Set task 1. Can you repeat word for word the part of the climate passage between "The modern era" and "occurred since 2000.", inclusive?
Set task 2. How would you put this sentence from the climate passage into Spanish: "Of the 17 hottest years on record, 16 have now occurred since 2000."

Selected excerpt.
"""

Since 1880, NOAA’s records show only one other instance when global temperature records were set three years in a row: in 1939, 1940 and 1941. The Earth has warmed so much in recent decades, however, that 1941 now ranks as only the 37th-warmest year on record.

The modern era of global warming began around 1970, after a long stretch of relatively flat temperatures, and the past three years mark the first time in that period that three records were set in a row. Of the 17 hottest years on record, 16 have now occurred since 2000.

I feel that many of us are like the Mayor of Amity in Jaws: ignoring the threat because the cost of facing it realistically is too high.

Did you know that ExxonMobil (then just Exxon) knew about anthropogenic global warming 40 years ago? From the NY Review of Books:

In 1977, for example, an Exxon scientist named James Black gave a presentation to the company’s Management Committee. He explained, accurately, what the “greenhouse effect” is and how measurements of atmospheric CO2 that had been taken since 1957 showed it was steadily increasing. And, although emphasizing that climate science still had to deal with untested assumptions and uncertainties, he said that “current opinion overwhelmingly favors attributing atmospheric CO2 increase to fossil fuel combustion.” “Present thinking,” Black added a year later, “holds that man has a time window of five to ten years before the need for hard decisions regarding changes in energy strategies might become critical.”

By 1980, a report written by Exxon’s Canadian subsidiary and distributed to Exxon managers around the world stated matter-of-factly, “It is assumed that the major contributors of CO2 are the burning of fossil fuels…and oxidation of carbon stored in trees and soil humus…. There is no doubt that increases in fossil fuel usage and decreases in forest cover are aggravating the potential problem of increased CO2 in the atmosphere.” The next year Roger Cohen, director of Exxon’s Theoretical and Mathematical Sciences Laboratory, wrote in an internal memo that by 2030, projected cumulative carbon emissions could, after a delay, “produce effects which will indeed be catastrophic (at least for a substantial fraction of the earth’s population).”

"""

Provided data.
"""

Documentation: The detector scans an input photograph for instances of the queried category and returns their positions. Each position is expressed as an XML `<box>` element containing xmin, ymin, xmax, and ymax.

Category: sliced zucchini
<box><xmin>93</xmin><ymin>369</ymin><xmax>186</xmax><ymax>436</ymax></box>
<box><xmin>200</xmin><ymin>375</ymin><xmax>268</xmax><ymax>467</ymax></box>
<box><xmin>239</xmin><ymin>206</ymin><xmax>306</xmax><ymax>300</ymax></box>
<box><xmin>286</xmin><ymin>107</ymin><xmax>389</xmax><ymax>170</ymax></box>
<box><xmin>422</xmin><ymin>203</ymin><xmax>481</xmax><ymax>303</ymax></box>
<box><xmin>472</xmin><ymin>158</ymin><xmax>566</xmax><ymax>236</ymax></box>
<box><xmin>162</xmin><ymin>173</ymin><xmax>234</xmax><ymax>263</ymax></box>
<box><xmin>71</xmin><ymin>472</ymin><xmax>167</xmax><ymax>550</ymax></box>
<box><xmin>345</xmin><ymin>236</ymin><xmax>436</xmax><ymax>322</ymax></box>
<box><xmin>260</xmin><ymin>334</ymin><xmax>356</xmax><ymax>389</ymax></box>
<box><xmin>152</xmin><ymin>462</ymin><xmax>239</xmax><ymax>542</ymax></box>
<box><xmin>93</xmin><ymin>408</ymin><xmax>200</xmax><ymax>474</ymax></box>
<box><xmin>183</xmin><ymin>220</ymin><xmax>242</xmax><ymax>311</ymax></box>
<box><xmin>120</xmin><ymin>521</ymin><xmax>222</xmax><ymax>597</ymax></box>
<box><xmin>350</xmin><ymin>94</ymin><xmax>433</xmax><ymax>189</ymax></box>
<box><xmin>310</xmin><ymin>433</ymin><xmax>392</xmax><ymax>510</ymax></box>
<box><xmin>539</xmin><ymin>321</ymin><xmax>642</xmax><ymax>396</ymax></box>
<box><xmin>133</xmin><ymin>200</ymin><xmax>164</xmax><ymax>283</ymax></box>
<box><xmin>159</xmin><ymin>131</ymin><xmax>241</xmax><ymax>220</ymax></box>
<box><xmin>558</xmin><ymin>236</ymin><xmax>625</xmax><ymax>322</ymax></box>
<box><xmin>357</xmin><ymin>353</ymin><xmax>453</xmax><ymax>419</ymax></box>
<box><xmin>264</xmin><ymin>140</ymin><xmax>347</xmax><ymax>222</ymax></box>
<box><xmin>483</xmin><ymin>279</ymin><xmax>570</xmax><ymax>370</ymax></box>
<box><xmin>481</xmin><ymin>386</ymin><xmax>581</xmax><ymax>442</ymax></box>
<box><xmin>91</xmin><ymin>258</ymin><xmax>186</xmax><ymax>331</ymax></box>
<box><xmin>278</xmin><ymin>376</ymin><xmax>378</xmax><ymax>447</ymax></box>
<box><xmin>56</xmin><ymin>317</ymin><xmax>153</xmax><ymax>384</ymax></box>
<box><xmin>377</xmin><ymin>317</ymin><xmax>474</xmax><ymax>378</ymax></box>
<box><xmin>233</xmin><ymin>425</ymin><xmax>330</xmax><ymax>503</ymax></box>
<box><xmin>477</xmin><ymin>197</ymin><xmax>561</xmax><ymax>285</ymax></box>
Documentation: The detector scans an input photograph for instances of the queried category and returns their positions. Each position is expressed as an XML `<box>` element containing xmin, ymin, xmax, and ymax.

"""

Exercise solution 1.
The modern era of global warming began around 1970, after a long stretch of relatively flat temperatures, and the past three years mark the first time in that period that three records were set in a row. Of the 17 hottest years on record, 16 have now occurred since 2000.

Exercise solution 2. De los 17 años más calurosos registrados, 16 han ocurrido desde el año 2000.